Technical information
- Licensing authority: FCC
- Facility ID: 23443
- Class: C
- ERP: 99,000 watts; (100,000 with beam tilt);
- HAAT: 454 meters (1,490 ft)

Links
- Public license information: Public file; LMS;
- Webcast: Listen live
- Website: hits965orlando.com

= WOEX =

Bilingual adult contemporary radio station in Orlando, Florida

WOEX (96.5 FM, "Hits 96.5") is a commercial radio station in Orlando, Florida. Owned by Cox Media Group, it broadcasts a Spanish-language format featuring Latin pop and English-language adult contemporary music. WOEX's studios and offices are located in Orlando on North John Young Parkway (Route 423).

Stored data:
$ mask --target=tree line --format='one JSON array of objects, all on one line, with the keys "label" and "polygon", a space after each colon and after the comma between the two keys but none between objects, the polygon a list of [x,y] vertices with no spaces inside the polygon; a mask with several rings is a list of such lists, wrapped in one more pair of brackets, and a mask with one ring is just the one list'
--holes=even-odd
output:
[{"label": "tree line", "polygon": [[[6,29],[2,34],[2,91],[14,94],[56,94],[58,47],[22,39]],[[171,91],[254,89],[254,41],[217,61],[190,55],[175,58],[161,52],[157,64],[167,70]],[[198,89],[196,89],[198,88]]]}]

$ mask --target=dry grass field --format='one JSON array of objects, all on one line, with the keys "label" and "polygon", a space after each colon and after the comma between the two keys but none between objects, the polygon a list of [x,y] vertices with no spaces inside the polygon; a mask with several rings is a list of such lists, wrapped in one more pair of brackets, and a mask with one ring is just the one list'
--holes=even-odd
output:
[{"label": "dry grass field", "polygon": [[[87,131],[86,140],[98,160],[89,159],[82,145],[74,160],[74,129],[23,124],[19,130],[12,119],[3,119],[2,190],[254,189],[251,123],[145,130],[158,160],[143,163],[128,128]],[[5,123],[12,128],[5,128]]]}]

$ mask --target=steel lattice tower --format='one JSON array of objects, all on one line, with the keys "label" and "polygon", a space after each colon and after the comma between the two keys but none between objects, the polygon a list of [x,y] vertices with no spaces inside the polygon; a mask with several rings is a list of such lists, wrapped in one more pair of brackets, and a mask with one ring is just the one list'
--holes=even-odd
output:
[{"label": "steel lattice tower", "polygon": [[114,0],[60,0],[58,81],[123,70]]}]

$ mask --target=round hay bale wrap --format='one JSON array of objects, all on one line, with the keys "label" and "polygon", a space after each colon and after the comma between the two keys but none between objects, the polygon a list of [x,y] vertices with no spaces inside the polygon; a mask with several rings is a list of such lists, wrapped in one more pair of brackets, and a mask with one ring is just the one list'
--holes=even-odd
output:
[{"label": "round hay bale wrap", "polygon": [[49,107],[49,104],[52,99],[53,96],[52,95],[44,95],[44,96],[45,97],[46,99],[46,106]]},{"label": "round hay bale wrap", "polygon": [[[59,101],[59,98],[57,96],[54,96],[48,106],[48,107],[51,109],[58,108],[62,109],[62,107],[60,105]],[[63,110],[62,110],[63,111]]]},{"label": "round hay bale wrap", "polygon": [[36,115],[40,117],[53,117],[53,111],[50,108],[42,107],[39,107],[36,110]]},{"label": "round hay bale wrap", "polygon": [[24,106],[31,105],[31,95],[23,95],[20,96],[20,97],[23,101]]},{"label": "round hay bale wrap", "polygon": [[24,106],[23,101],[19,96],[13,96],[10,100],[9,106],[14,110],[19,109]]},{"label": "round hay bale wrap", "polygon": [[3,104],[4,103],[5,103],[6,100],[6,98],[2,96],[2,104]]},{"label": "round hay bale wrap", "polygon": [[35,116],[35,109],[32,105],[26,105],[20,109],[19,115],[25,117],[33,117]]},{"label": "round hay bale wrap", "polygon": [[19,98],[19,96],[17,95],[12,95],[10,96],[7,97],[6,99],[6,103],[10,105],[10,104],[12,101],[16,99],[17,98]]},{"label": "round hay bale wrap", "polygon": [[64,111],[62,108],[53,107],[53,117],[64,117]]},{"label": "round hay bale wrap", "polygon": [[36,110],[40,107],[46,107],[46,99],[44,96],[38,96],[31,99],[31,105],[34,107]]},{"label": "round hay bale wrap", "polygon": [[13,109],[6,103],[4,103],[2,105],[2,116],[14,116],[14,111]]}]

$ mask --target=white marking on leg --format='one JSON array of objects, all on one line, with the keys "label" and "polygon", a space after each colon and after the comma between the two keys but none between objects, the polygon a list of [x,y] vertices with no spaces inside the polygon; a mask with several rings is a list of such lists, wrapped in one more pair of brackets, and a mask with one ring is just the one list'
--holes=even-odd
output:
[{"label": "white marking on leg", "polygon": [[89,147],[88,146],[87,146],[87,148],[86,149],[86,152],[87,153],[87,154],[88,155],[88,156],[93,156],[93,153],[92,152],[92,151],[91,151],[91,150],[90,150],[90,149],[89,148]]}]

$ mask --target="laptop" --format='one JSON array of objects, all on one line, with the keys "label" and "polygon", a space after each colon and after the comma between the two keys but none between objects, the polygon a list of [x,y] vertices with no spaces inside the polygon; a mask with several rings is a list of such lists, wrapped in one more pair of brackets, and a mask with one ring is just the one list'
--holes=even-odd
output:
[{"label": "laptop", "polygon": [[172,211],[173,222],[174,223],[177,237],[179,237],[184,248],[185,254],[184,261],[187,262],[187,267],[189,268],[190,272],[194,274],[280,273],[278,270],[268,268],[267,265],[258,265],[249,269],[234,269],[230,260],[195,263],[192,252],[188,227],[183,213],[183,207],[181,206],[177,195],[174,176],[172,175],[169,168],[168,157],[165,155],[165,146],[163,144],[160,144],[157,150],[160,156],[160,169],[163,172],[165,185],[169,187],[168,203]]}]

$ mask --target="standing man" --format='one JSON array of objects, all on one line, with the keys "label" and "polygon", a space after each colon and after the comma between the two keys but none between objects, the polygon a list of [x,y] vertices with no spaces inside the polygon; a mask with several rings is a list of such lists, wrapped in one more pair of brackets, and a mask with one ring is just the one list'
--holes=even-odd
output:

--

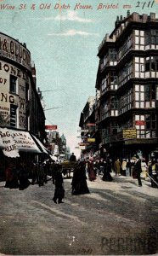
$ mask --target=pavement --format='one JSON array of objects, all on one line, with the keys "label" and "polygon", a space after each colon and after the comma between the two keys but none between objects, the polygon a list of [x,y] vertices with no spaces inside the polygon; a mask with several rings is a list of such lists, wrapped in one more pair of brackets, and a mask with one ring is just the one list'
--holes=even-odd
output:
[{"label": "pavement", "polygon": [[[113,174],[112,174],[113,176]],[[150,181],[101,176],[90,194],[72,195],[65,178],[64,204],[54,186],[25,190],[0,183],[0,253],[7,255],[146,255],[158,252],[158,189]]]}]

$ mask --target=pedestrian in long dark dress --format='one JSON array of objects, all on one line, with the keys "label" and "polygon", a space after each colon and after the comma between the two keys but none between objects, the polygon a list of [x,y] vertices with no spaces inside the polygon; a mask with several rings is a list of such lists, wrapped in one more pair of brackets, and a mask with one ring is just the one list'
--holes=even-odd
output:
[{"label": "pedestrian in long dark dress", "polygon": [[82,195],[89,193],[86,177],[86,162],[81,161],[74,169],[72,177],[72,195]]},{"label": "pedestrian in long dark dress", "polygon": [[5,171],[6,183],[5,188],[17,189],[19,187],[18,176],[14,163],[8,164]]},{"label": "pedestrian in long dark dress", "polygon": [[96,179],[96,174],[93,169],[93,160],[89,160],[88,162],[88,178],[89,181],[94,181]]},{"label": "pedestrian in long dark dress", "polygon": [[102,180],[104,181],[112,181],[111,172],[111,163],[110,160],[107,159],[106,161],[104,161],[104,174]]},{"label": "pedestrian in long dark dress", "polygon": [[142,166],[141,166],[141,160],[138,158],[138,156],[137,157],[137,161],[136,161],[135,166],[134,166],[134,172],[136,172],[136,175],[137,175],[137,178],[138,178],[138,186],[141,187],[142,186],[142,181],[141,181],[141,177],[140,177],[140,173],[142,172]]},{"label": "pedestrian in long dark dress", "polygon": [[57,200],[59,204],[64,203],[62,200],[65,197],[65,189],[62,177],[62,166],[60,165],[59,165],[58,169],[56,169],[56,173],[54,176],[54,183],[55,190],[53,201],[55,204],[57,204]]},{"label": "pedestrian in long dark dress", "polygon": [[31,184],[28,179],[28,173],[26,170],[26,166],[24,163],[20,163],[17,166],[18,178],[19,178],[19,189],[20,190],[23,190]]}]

...

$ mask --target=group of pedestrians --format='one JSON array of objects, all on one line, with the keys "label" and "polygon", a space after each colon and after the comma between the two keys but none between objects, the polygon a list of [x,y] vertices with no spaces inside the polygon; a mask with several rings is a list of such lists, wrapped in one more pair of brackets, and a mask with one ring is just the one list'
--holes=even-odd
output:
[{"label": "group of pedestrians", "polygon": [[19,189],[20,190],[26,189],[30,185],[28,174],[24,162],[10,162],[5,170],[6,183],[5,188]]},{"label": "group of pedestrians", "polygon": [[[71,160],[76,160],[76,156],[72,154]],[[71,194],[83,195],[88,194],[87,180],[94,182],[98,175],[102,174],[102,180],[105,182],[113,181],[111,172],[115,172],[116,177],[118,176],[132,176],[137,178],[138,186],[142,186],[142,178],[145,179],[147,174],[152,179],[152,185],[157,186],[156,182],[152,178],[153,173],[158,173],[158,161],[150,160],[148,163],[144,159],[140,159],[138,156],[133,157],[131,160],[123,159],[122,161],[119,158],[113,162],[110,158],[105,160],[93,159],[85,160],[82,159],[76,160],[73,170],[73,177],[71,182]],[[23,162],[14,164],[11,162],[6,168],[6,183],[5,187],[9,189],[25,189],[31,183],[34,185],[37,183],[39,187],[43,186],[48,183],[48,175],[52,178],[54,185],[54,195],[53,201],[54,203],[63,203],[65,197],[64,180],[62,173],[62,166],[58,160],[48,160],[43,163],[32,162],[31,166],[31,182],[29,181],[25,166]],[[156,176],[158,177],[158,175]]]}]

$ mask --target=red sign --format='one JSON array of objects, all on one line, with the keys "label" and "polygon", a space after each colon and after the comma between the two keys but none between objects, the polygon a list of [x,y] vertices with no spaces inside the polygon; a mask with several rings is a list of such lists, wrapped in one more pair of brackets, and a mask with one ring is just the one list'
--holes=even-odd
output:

# WHAT TO PRODUCE:
According to the WOEX text, which company owns the station? The data is separate material that has no connection to the text about WOEX.

# OUTPUT FOR THIS TASK:
Cox Media Group